» **EXTRAIT AFFICHÉ**
----
Barack Obama à l’heure des bilans en Asie
Barack Obama à l’heure des bilans en Asie
Par Gilles Paris (Washington, correspondant)
Le président américain assistera successivement au sommet du G20, en Chine, puis à celui de l’Association des nations de l’Asie du Sud-Est (ASEAN), au Laos.
Le onzième voyage sera probablement le dernier. Le long déplacement en Asie du président Barack Obama, qui assistera successivement au sommet du G20, en Chine, puis à celui de l’Association des nations de l’Asie du Sud-Est (ASEAN), au Laos, lui donnera l’occasion de prendre congé avec une région qu’il s’est efforcé de replacer au cœur de la diplomatie américaine. Il a d’ailleurs prévu le 5 septembre de dresser un bilan d’un projet géopolitique contrarié par les circonstances, celui du « pivot », rebaptisé « rebalancement » des États-Unis vers l’Asie.
----
» **DONNÉES DE TRAVAIL**

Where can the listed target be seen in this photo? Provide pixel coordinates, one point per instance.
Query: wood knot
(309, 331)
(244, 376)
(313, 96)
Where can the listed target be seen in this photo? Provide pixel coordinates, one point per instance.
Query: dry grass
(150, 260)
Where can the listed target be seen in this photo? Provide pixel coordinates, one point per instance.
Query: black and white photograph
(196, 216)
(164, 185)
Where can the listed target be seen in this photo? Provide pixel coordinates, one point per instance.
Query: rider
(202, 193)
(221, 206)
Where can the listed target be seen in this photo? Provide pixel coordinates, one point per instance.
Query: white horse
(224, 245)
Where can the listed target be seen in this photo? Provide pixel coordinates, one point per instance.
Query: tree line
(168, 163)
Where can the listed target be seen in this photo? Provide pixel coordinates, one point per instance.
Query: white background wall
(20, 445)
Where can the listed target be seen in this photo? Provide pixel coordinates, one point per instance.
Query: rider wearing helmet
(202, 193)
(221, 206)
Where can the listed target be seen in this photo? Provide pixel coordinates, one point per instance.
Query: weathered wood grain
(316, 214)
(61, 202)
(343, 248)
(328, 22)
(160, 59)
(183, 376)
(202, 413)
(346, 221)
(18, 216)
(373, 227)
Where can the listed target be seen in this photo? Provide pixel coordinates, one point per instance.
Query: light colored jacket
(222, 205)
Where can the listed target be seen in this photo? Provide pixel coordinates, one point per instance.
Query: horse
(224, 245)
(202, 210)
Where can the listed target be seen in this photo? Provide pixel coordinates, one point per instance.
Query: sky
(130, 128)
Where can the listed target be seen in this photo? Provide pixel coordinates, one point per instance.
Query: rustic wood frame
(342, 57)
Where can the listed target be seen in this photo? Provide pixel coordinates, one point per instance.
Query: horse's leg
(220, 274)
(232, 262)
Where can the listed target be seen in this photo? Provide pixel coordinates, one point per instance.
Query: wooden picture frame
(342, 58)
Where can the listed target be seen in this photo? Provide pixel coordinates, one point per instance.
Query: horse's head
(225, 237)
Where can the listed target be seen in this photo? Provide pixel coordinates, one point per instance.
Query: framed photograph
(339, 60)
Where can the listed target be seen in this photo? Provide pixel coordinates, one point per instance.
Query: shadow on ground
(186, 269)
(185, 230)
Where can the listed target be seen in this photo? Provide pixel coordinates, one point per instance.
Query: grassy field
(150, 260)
----
» **OBJECTIF VISÉ A**
Renvoyez chaque ligne des enregistrements qui contient la chaîne « horse », en tenant compte de la casse.
» **OBJECTIF VISÉ B**
Poursuivez l'article sur la dernière tournée de Barack Obama en Asie à partir de sa dernière phrase.
Le texte et les enregistrements forment deux ensembles distincts.

» **RÉPONSE CORRECTE A**
Query: white horse
Query: horse
Query: horse's leg
Query: horse's head

» **RÉPONSE CORRECTE B**
Nul doute que le président américain mettra l’accent sur les avancées intervenues au cours de ses deux mandats. Au-delà de l’effet optique du prolongement des engagements américains en Irak et en Syrie, la priorité pour le long terme se situe clairement ailleurs pour le président stratège. Comme l’a résumé l’un des architectes de ce « pivot », Kurt Campbell malgré « le détour » imposé par la perpétuation des crises au Moyen-Orient, l’avenir américain sera déterminé par les développements en Asie et dans le Pacifique, qui imposent à la diplomatie américaine cette « correction de course ».
La visite qu’effectuera M. Obama au Laos, qui fut la victime collatérale du bourbier vietnamien, sera la première d’un président américain. Elle lui permettra de mesurer, comme ailleurs dans la région, l’omniprésence du géant chinois.
Une stratégie d’engagement
Peu convaincus par la réalité du « pivot », les détracteurs républicains du président, y compris leur candidat à l’élection présidentielle du 8 novembre, Donald Trump, mettent souvent l’accent sur un autre événement qui a marqué selon eux ces huit années et qui accrédite la thèse d’une naïveté américaine. Il s’agit de l’émergence géopolitique de la Chine, accompagnée par une présence militaire agressive en mer de Chine méridionale, au grand dam des pays riverains, et par des soupçons de pillages cybernétiques chinois aux États-Unis.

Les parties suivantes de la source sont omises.